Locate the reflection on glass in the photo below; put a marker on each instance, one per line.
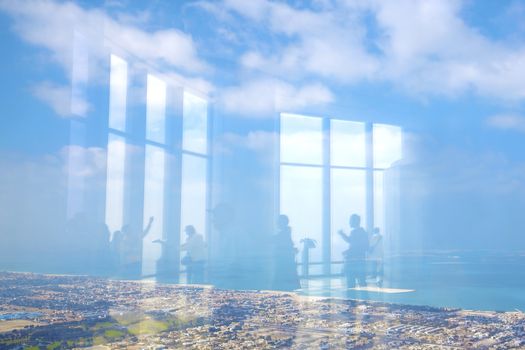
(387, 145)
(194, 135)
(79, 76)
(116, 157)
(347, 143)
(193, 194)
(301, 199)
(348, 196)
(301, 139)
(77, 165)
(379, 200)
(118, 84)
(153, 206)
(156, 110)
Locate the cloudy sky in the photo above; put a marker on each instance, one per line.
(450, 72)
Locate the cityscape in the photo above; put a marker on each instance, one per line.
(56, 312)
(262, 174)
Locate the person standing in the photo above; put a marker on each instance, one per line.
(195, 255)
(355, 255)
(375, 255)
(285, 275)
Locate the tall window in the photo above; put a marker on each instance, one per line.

__INSTRUCTION__. Lay out each line of the entries above as a Markdown table with two columns, Row and Line, numbering the rows in sequence and omitting blank lines. Leave the pictures out of the table.

__EXPECTED OUTPUT__.
| Row | Line |
|---|---|
| 1 | Locate the reflection on glass in the photo below; put a marker on each instance, one per line. |
| 2 | (387, 145) |
| 3 | (194, 135) |
| 4 | (79, 76) |
| 5 | (116, 157) |
| 6 | (347, 143) |
| 7 | (193, 194) |
| 8 | (301, 199) |
| 9 | (348, 196) |
| 10 | (301, 139) |
| 11 | (77, 165) |
| 12 | (379, 200) |
| 13 | (118, 84) |
| 14 | (153, 206) |
| 15 | (156, 110) |
| 16 | Locate the cloudy sky in the photo above; put a marker on each instance, one per line. |
| 17 | (450, 72) |
| 18 | Locate the cityscape in the photo above; put a marker on each instance, one per line. |
| 19 | (56, 312) |
| 20 | (262, 174) |
| 21 | Locate the person standing in the photo above; put a marker on each instance, one per line. |
| 22 | (195, 255) |
| 23 | (355, 255) |
| 24 | (375, 255) |
| 25 | (285, 275) |
| 26 | Locate the tall window in the photo above; put a marker on each instance, one per line. |